### Records to use
## begin

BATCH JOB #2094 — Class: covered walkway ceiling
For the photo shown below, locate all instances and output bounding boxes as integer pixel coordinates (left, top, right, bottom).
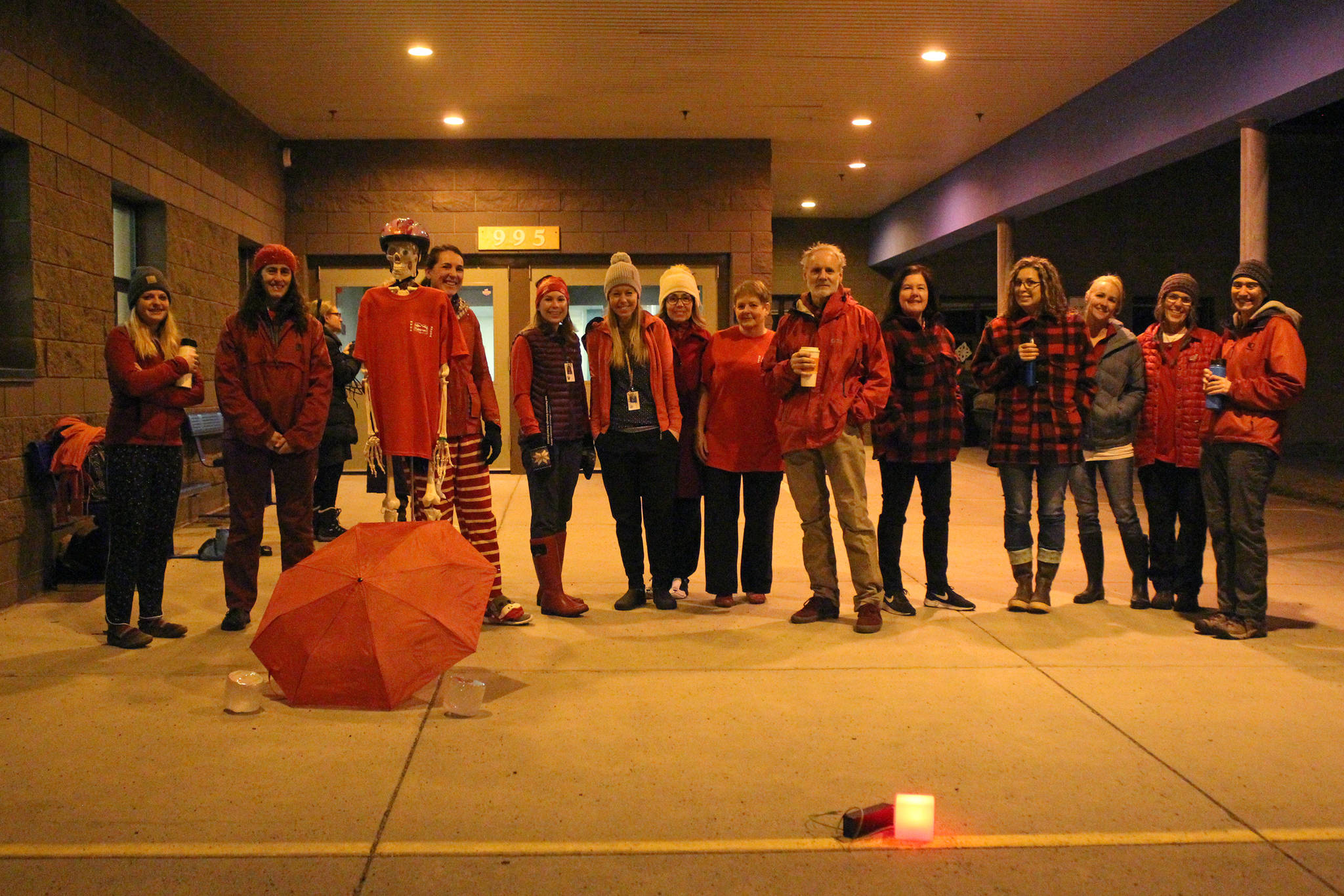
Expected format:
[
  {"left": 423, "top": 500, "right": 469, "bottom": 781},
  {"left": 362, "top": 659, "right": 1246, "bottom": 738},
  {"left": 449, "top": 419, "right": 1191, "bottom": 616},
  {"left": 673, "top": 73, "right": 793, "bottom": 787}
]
[{"left": 121, "top": 0, "right": 1228, "bottom": 216}]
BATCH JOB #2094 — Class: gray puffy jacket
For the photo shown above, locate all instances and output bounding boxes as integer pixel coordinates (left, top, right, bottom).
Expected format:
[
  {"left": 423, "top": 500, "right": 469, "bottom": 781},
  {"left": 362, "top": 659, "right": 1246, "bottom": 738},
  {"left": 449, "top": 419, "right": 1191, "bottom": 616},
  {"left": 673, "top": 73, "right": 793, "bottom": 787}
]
[{"left": 1083, "top": 319, "right": 1148, "bottom": 451}]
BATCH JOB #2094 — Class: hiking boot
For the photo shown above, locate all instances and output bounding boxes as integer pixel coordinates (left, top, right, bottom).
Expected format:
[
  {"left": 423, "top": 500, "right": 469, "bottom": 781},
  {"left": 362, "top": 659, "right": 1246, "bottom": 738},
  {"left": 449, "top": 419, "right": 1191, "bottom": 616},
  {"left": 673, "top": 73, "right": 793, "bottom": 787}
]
[
  {"left": 140, "top": 617, "right": 187, "bottom": 638},
  {"left": 853, "top": 601, "right": 887, "bottom": 634},
  {"left": 653, "top": 587, "right": 676, "bottom": 610},
  {"left": 1008, "top": 563, "right": 1031, "bottom": 613},
  {"left": 108, "top": 622, "right": 153, "bottom": 650},
  {"left": 616, "top": 587, "right": 649, "bottom": 610},
  {"left": 1213, "top": 617, "right": 1266, "bottom": 641},
  {"left": 1172, "top": 592, "right": 1200, "bottom": 613},
  {"left": 925, "top": 584, "right": 976, "bottom": 613},
  {"left": 789, "top": 594, "right": 840, "bottom": 624},
  {"left": 219, "top": 607, "right": 251, "bottom": 632},
  {"left": 1195, "top": 613, "right": 1231, "bottom": 634},
  {"left": 873, "top": 588, "right": 927, "bottom": 618}
]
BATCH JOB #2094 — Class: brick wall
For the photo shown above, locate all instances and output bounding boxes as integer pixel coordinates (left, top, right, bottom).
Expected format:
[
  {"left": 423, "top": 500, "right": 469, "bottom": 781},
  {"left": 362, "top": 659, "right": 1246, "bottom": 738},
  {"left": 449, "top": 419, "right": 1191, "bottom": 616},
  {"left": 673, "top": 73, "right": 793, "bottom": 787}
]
[
  {"left": 0, "top": 0, "right": 284, "bottom": 606},
  {"left": 285, "top": 140, "right": 774, "bottom": 283}
]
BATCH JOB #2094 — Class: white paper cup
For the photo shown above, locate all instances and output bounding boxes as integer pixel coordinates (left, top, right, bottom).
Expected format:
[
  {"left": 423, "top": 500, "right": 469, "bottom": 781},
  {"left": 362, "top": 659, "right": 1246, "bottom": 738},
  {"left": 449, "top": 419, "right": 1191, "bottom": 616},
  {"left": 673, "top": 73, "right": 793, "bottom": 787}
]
[
  {"left": 799, "top": 345, "right": 821, "bottom": 388},
  {"left": 444, "top": 676, "right": 485, "bottom": 719},
  {"left": 224, "top": 669, "right": 266, "bottom": 716}
]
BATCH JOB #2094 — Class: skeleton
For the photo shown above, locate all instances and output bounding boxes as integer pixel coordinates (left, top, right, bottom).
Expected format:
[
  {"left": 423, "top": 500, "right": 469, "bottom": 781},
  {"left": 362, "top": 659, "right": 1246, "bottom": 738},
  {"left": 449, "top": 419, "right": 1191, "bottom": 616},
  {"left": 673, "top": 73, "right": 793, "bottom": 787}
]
[{"left": 364, "top": 219, "right": 453, "bottom": 523}]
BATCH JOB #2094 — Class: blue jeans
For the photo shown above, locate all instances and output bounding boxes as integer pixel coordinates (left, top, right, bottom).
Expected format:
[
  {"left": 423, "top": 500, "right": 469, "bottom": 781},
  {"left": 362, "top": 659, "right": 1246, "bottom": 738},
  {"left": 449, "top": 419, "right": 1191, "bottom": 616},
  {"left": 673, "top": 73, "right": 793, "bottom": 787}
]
[
  {"left": 1068, "top": 457, "right": 1144, "bottom": 539},
  {"left": 999, "top": 464, "right": 1072, "bottom": 565}
]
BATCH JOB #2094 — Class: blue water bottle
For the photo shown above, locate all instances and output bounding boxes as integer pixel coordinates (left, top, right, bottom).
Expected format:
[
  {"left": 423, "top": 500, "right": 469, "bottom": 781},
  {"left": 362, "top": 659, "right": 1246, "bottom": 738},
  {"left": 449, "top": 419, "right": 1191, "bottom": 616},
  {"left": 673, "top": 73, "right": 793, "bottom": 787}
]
[{"left": 1204, "top": 357, "right": 1227, "bottom": 411}]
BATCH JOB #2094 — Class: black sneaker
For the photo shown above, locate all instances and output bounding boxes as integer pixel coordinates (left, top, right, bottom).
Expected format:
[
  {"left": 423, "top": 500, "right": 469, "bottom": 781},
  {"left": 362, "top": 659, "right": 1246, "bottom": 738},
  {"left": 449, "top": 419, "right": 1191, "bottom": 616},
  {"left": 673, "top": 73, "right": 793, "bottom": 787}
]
[
  {"left": 925, "top": 584, "right": 976, "bottom": 613},
  {"left": 881, "top": 588, "right": 915, "bottom": 617},
  {"left": 219, "top": 609, "right": 251, "bottom": 632}
]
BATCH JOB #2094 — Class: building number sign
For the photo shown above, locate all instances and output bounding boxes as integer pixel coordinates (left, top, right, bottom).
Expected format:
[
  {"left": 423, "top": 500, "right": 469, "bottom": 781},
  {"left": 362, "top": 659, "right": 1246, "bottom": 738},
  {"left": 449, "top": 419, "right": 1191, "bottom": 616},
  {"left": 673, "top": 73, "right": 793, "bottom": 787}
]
[{"left": 476, "top": 227, "right": 560, "bottom": 253}]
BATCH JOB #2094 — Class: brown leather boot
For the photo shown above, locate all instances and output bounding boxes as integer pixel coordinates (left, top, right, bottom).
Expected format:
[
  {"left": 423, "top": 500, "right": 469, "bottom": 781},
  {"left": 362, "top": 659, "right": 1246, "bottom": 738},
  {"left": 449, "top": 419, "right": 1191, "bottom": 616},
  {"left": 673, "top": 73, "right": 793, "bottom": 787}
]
[
  {"left": 532, "top": 535, "right": 587, "bottom": 618},
  {"left": 1027, "top": 560, "right": 1059, "bottom": 613},
  {"left": 1008, "top": 563, "right": 1031, "bottom": 613}
]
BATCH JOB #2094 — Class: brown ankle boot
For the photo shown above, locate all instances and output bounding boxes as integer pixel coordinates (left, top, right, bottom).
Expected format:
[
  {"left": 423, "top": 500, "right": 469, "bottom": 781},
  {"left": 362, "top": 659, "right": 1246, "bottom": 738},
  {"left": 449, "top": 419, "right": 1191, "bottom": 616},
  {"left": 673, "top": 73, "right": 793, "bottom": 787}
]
[
  {"left": 532, "top": 535, "right": 587, "bottom": 618},
  {"left": 1008, "top": 563, "right": 1031, "bottom": 613},
  {"left": 1027, "top": 560, "right": 1059, "bottom": 613}
]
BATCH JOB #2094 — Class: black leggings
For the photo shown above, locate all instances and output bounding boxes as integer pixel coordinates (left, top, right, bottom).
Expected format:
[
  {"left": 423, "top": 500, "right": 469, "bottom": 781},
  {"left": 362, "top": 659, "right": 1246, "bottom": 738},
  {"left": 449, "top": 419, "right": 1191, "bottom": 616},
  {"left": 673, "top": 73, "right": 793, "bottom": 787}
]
[{"left": 106, "top": 445, "right": 181, "bottom": 624}]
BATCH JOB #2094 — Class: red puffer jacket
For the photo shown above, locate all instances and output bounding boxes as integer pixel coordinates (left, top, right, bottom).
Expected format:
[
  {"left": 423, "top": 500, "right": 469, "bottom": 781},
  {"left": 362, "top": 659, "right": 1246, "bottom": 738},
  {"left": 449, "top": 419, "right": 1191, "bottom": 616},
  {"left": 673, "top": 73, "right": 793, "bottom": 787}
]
[
  {"left": 761, "top": 287, "right": 891, "bottom": 454},
  {"left": 1135, "top": 324, "right": 1223, "bottom": 469},
  {"left": 1209, "top": 300, "right": 1307, "bottom": 454}
]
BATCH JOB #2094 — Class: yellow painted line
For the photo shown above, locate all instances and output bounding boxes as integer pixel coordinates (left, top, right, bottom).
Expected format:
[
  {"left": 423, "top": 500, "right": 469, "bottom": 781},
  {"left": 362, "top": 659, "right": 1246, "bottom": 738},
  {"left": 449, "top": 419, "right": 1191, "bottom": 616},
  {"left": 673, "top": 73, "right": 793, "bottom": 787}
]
[{"left": 0, "top": 828, "right": 1344, "bottom": 860}]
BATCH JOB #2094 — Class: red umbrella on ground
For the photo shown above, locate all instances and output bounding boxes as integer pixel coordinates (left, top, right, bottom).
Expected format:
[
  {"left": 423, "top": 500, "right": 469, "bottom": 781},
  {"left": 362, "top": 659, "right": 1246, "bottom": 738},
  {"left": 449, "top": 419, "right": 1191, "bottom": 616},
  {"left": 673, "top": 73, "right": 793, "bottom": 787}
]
[{"left": 251, "top": 523, "right": 495, "bottom": 709}]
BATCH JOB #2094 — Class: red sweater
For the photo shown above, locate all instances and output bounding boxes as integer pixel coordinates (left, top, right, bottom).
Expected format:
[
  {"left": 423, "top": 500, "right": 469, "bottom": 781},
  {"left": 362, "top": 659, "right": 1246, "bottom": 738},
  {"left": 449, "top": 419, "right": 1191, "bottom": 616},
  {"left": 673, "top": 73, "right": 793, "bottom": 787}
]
[{"left": 104, "top": 327, "right": 205, "bottom": 446}]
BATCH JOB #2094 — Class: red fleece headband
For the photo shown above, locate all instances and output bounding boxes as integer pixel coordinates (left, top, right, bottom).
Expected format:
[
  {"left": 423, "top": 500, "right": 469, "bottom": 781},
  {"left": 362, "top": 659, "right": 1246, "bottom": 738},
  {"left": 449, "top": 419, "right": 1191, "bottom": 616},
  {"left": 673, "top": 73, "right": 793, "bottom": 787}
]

## end

### The task
Repeat the line that contains "BATCH JOB #2094 — Class: red fleece headband", then every line after it until the records end, with nothing added.

### Written response
BATCH JOB #2094 — Class: red fleece headband
For the photo shown above, locate all instances and output bounding boxes as integer pixel coordinates (left, top, right, bottom).
Expected format:
[
  {"left": 423, "top": 500, "right": 469, "bottom": 781},
  {"left": 362, "top": 659, "right": 1246, "bottom": 738},
  {"left": 449, "top": 419, "right": 1191, "bottom": 616},
  {"left": 673, "top": 73, "right": 793, "bottom": 787}
]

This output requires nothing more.